### Exercise
Would you return every entry below without a single difference?

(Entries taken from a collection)
※ ※ ※

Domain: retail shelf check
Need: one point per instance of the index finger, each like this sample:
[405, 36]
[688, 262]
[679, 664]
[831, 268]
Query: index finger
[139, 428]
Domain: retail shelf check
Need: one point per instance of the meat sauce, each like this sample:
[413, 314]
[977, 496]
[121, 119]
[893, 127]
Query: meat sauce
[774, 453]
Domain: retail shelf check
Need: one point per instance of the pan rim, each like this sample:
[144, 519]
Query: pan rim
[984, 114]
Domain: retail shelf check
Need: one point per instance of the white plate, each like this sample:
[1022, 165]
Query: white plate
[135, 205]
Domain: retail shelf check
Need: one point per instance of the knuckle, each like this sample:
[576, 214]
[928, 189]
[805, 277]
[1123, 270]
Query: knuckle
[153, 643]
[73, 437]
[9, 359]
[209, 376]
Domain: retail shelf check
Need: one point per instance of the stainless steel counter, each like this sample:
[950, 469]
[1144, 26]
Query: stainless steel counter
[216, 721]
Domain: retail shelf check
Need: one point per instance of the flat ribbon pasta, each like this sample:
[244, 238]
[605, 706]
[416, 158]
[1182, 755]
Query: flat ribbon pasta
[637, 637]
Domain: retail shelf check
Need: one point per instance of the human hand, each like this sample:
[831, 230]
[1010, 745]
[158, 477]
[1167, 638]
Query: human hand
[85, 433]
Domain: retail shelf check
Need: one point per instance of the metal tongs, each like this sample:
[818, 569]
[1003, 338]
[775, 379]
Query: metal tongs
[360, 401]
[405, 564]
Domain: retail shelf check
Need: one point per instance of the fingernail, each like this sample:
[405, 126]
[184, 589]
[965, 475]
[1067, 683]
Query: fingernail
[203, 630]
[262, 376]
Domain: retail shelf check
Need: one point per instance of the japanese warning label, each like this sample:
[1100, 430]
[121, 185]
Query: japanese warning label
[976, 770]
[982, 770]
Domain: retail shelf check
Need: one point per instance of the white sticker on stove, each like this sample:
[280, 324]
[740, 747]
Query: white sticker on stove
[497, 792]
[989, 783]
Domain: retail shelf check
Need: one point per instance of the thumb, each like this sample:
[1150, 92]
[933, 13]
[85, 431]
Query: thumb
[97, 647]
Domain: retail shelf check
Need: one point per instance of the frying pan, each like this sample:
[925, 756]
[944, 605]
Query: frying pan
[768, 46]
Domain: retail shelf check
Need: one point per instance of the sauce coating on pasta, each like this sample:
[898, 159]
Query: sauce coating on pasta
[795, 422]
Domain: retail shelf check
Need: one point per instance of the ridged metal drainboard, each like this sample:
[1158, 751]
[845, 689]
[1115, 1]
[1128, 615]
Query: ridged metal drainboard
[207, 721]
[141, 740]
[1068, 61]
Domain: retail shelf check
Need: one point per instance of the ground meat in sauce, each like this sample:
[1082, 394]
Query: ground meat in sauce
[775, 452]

※ ※ ※

### Answer for this exercise
Domain: retail shelf check
Need: one point per instance of the index finger, each like this sample:
[405, 36]
[688, 262]
[679, 664]
[831, 268]
Query: index finger
[139, 428]
Domain: retail shelf check
Need: one point per instance of the meat sauce, each like this sample:
[413, 314]
[977, 496]
[121, 119]
[893, 127]
Query: meat sauce
[774, 453]
Domain: retail shelf check
Need: one point per instance of the pan rim, each like this sample:
[144, 519]
Query: pan rim
[984, 114]
Domain: retail shelf check
Need: one point per instance of the white plate, each like this sample:
[1022, 165]
Query: white plate
[135, 205]
Domain: retail shelf check
Need: one point per instance of the knuckle, each like this sample:
[576, 214]
[928, 189]
[805, 277]
[1123, 270]
Query: knuckle
[153, 643]
[73, 437]
[9, 359]
[209, 376]
Domain: retail shelf check
Need: one point per instance of the stainless steel counter, each like this sample:
[950, 469]
[1144, 26]
Query: stainless steel counter
[216, 721]
Domain: retail shelf check
Need: one point per instance of the flat ribbon pasta, each like this sample:
[244, 238]
[605, 706]
[416, 158]
[1182, 755]
Query: flat ribbon pasta
[637, 637]
Domain: retail shelf check
Need: one point per instance of the human hand, each like this sample:
[831, 230]
[1010, 745]
[158, 477]
[1167, 638]
Query: human hand
[85, 433]
Domain: retail shelf check
Need: one point per instance of the metal tongs, each like this sample:
[818, 569]
[1003, 338]
[775, 379]
Query: metal tongs
[360, 401]
[405, 564]
Domain: retail shelf check
Need: one point per instance of the fingernail, each like this sample:
[405, 126]
[184, 589]
[965, 475]
[1067, 683]
Query: fingernail
[203, 630]
[262, 376]
Domain: retail shelf check
Need: one point per instance of the japanese warning label, each like this sample:
[1100, 430]
[121, 185]
Query: japanese warning label
[976, 770]
[982, 770]
Domain: retail shelf check
Need: one point per instance of the white sticker on stove, each like this sample:
[280, 324]
[740, 747]
Query: white sticker on stove
[497, 792]
[989, 783]
Domain: retail shelf check
Need: one point per instance of the thumb, each like this sample:
[1150, 92]
[933, 13]
[85, 431]
Query: thumb
[97, 647]
Domain: retail shelf check
Need: one point per instance of the frying pan, each like this sample:
[925, 756]
[944, 605]
Query: frying pan
[768, 46]
Domain: retail shelf check
Need: one point per instance of the sauce coating on pasta, each like this sample:
[898, 159]
Query: sauce coating on pasta
[795, 422]
Domain: retail shelf check
Need: one point per instance of the ridged metal drainboard, each like this sample:
[1158, 751]
[845, 689]
[1115, 1]
[1128, 615]
Query: ridged metal drainboard
[207, 721]
[141, 740]
[1068, 61]
Domain: retail shelf check
Need: one point per instance of the ground meat in sauce, each like this sample:
[1082, 394]
Query: ground meat in sauce
[775, 452]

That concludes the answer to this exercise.